Passeata dos Bônus (Bonus Marchers) em Washington, DC - 1932 |
Não é
necessário um incêndio do Reichstag para fazer aparecer os soldados (os quais,
em qualquer caso, sim, foram protagonistas também da “Passeata dos Bônus” [orig.
Bonus Marchers [2]] nos EUA em 1932); a única
contradição em tudo isso são os próprios capitalistas, sobreviventes como uma
classe, que ignoraram os sinais de alarme contra sua própria conduta
autoindulgente e egoísta, o que, por sua vez, pôs em questão temporariamente
todo o sistema. (Para os não iniciados, pode-se lembrar que nenhuma dureza
extrema, ela só, nem fraturas estruturais, quaisquer que sejam, fazem uma
revolução; quem faz revolução é gente, e gente, diferente de autômatos, tem de
desejar as próprias ações, desejo que depende, por sua vez, do grau de clareza e
convicção da consciência política de cada um). Minha conclusão: as
“contradições” são, de fato, os pontos de ignição [orig. flash point] da
lucrabilidade no sistema; o governo não visa a removê-las, mas, em vez disso,
tem de assegurar que funcionem em benefício dos próprios capitalistas, e
garantir a boa ordem até que os grupos superiores tenham restaurado sua posição
(que, de fato, em nenhum caso deixaram completamente de manter, em termos
proporcionais).
O
capitalismo exige um estado-de-classe. Seu componente fascistizante entra em
operação por qualquer um de dois modos: quando o capitalismo requer os serviços
do estado, tenha a interpenetração avançado suficientemente ou não, ele sempre
se vê sob sítio, real ou imaginado, por forças hostis aos seus propósitos e
direção (o trabalho ou, com ou sem o culto da competição, empresas monopolistas
e oligopolistas ou setores que sintam as pressões da concorrência como ameaça
contra sua posição na economia), caso no qual o governo, em nome do personagem
corporativo responsável, impõe, em nome da concorrência, um quadro
anticoncorrencial. Pela outra via, a interpenetração governo-business já
solidificou ao grau no qual cada elemento, já unidos todos os elementos entre si
para todos os objetivos práticos, integra, mediante poder combinado, um contexto
societal que torna possíveis a agressão estrangeira e a pacificação interna: uma
militarização do capitalismo que é consoante com o estágio final de preservação
do sistema – não sujeito a interferência doméstica – pela força.
Teddy Roosevelt |
Em que ponto disso estão os EUA? A
interpenetração, que começou com Theodore Roosevelt (como Gabriel Kolko
demonstrou em seu seminal Triumph of Conservatism [Triunfo do
conservadorismo]), depois de assumir que o poder econômico – uma forte base
monopolista – traduz-se em poder militar, faz avançar o processo através de seu
Bureau of Corporations e da détente com a dinastia da Casa de
Morgan [3], ambos apontando para estrutura
econômica mais cerrada com o governo, buscando fazer pender as condições de
concorrência a favor das firmas maiores.

------------

§ Problema proposto A: Reescreva de forma mais curta o parágrafo do trecho que começa com "O capitalismo exige um estado-de-classe", preservando seus fatos principais.
§ Problema proposto B: Extraia do trecho tudo o que vai de "Teddy Roosevelt |" até "das firmas maiores.".
As linhas vêm de outra fonte, sem relação com o trecho.

§ Extrato de dados:

------------

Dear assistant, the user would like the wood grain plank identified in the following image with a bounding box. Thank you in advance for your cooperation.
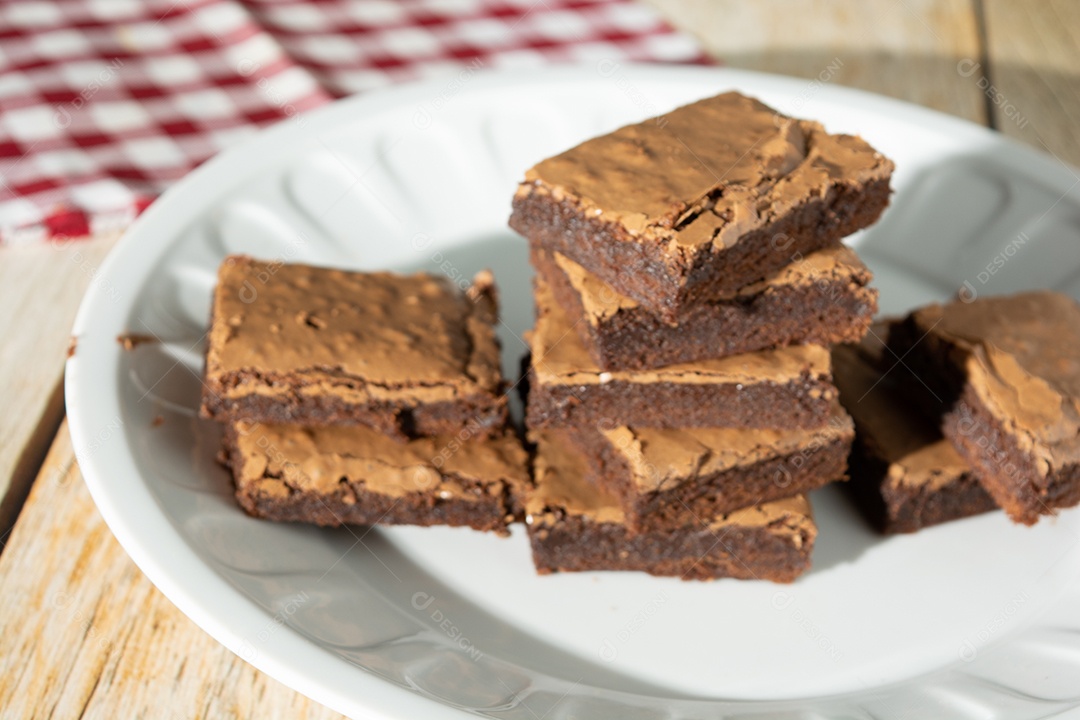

------------

§ Solução completa A:
O capitalismo exige um estado-de-classe, cujo componente fascistizante atua de dois modos:
- Quando o capitalismo precisa dos serviços do estado, ele sempre se vê sitiado, de fato ou na imaginação, por forças hostis. Essas forças podem ser o trabalho, as empresas monopolistas e oligopolistas ou os setores que sentem a concorrência como ameaça. Então o governo, em nome do ator corporativo e da concorrência, impõe um quadro anticoncorrencial.
- Quando a interpenetração entre governo e negócios já está consolidada, os elementos unidos formam, com poder combinado, um contexto social que possibilita a agressão externa e a pacificação interna. Isso resulta numa militarização do capitalismo, própria do estágio final em que o sistema é preservado pela força, sem interferência doméstica.

§ Solução completa B:
Teddy Roosevelt |
Em que ponto disso estão os EUA? A
interpenetração, que começou com Theodore Roosevelt (como Gabriel Kolko
demonstrou em seu seminal Triumph of Conservatism [Triunfo do
conservadorismo]), depois de assumir que o poder econômico – uma forte base
monopolista – traduz-se em poder militar, faz avançar o processo através de seu
Bureau of Corporations e da détente com a dinastia da Casa de
Morgan [3], ambos apontando para estrutura
econômica mais cerrada com o governo, buscando fazer pender as condições de
concorrência a favor das firmas maiores.